Document passage
(begin)
I checked out the MonRoi PCM at the company Web site and now I officially feel like a dinosaur at the age of 42. Why the heck should something like this be approved for use as a “scoresheet” in a rated chess game?
Is MonRoi a corporate sponsor of the U.S. Open and did the company pay for the ad-disguised as an article on the back of the recent Executive News?
I hate to be cynical but this smells like money driving a rule change that will eventually trickle down and affect players who do not have the cash or the interest to have anything to do with such a device.
The comparison to time-delay clocks is poor. Time delay brought a measure of sanity to the chaos of Sudden Death finishes and eliminated the need for ILC claims, which are imperfect by definition and worse in practice.
Time-delay digital clocks are an example of technology answering an urgent need of the marketplace: the need for a sane way to end SD games.
The MonRoi may work like a charm and be tamper-proof, but it’s aimed at a select market and the rules are about to be changed to accommodate the few who would buy such a device.
(end)
Request 1
Transcribe the MonRoi commentary starting with "I checked out" and going on through "with such a device.".
Request 2
According to the MonRoi commentary, the need for what kind of claims did time delay eliminate?
The records that come after this point have no connection to the MonRoi commentary.

Data entries
(begin)
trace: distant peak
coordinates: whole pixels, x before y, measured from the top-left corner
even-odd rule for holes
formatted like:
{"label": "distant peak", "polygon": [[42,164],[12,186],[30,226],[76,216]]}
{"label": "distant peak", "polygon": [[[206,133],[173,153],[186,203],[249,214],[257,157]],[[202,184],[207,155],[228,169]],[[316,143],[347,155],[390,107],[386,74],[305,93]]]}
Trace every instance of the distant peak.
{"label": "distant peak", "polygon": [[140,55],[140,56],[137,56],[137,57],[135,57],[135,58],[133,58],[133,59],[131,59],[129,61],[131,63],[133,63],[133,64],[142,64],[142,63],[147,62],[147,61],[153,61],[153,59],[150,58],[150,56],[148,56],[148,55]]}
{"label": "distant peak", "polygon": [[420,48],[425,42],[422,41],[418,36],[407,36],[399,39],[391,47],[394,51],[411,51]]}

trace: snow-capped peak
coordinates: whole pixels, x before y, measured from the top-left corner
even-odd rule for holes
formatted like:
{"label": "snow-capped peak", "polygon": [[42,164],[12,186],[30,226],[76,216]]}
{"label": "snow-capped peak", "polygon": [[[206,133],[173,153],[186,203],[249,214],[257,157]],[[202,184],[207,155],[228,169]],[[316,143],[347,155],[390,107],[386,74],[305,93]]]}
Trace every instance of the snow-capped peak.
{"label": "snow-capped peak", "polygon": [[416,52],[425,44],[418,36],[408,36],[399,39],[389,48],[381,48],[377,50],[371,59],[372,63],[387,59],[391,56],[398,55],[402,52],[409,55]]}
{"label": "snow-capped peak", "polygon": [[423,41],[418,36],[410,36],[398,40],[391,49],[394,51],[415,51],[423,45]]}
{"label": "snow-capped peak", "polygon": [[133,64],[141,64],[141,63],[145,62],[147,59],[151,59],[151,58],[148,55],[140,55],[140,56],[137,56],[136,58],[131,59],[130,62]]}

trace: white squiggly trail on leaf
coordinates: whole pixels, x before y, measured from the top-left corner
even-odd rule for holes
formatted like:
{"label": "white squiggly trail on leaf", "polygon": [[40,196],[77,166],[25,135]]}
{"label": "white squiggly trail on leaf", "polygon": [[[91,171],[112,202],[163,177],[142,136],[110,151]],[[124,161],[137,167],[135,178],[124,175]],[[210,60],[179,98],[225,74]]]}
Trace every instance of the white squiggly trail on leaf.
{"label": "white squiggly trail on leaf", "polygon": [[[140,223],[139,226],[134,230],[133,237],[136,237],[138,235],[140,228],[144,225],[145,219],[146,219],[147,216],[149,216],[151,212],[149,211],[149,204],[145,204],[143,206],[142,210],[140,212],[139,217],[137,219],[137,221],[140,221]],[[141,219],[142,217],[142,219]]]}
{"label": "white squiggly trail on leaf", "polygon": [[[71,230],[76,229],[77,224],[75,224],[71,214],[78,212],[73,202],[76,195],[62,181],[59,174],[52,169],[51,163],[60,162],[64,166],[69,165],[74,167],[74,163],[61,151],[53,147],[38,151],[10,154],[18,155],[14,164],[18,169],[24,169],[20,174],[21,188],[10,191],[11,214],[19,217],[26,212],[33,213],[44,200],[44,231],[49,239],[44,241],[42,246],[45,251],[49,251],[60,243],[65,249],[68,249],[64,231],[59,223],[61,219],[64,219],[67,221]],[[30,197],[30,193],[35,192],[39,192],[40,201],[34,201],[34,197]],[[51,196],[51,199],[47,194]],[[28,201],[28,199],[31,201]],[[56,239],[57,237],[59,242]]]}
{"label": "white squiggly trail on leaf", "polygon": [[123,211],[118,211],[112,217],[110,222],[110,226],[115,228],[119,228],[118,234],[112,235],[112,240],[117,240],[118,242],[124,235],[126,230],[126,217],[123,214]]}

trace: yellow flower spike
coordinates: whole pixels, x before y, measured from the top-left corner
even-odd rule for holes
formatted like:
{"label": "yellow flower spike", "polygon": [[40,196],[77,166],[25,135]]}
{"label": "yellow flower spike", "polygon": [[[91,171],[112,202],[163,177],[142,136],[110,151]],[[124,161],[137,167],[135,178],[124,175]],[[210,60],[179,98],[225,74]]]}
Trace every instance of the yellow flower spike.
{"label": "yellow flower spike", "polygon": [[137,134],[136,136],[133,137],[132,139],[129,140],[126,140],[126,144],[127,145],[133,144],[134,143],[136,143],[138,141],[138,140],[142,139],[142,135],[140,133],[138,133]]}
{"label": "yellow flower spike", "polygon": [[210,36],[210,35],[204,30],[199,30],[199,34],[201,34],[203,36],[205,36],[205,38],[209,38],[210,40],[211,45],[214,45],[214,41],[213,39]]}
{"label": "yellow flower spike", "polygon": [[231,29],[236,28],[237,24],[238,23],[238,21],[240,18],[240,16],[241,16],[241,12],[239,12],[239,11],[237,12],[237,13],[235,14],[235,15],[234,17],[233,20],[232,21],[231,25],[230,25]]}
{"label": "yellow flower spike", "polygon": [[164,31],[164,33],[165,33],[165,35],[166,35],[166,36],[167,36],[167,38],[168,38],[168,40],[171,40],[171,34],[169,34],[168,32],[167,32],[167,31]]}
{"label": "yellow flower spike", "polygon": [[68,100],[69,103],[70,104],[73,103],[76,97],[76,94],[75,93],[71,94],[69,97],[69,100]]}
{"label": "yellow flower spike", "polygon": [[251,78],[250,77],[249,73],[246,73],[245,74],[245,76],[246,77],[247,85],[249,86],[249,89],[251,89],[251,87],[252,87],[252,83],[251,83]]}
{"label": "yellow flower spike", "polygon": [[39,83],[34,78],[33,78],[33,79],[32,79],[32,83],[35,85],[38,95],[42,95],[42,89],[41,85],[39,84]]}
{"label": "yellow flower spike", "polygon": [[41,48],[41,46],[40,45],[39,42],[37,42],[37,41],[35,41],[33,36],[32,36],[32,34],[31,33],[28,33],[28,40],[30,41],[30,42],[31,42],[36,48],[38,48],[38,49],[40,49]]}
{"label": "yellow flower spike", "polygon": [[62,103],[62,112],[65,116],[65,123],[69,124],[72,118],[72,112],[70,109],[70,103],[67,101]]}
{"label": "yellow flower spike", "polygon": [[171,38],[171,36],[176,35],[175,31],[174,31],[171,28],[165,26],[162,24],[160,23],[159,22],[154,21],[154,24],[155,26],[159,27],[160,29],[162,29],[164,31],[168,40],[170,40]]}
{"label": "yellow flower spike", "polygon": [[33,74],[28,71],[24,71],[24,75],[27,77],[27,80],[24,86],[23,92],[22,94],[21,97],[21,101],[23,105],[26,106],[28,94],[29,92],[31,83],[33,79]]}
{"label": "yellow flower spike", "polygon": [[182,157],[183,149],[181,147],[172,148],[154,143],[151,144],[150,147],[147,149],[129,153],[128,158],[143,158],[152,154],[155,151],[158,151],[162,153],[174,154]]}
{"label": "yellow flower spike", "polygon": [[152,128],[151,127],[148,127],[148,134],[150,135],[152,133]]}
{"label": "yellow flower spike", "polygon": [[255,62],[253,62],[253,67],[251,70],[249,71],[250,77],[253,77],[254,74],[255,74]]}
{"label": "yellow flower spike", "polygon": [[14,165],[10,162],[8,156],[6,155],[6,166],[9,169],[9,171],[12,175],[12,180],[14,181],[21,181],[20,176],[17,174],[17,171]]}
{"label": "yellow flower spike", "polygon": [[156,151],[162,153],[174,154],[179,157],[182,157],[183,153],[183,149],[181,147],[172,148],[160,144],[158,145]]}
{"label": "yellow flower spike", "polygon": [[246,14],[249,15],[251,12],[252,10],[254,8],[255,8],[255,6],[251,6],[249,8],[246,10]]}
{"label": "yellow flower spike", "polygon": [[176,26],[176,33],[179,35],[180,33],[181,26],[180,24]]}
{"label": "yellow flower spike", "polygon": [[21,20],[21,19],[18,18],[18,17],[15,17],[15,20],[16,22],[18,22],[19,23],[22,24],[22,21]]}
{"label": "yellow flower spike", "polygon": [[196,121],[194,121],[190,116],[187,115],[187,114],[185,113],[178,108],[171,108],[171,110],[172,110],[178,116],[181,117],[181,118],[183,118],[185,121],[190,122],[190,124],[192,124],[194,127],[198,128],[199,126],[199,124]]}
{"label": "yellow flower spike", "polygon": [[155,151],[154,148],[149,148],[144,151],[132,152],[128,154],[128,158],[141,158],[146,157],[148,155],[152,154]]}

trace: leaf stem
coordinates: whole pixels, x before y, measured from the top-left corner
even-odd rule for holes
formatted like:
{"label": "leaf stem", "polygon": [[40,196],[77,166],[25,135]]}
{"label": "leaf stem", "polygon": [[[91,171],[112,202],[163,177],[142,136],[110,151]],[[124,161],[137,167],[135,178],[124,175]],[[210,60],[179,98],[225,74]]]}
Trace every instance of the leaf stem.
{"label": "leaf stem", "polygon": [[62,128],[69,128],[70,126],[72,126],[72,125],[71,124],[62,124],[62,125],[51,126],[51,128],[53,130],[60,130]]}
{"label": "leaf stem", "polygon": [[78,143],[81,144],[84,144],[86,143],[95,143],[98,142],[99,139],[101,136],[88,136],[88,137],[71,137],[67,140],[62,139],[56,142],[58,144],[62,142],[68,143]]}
(end)
Task output 1
I checked out the MonRoi PCM at the company Web site and now I officially feel like a dinosaur at the age of 42. Why the heck should something like this be approved for use as a “scoresheet” in a rated chess game?
Is MonRoi a corporate sponsor of the U.S. Open and did the company pay for the ad-disguised as an article on the back of the recent Executive News?
I hate to be cynical but this smells like money driving a rule change that will eventually trickle down and affect players who do not have the cash or the interest to have anything to do with such a device.

Task output 2
ILC claims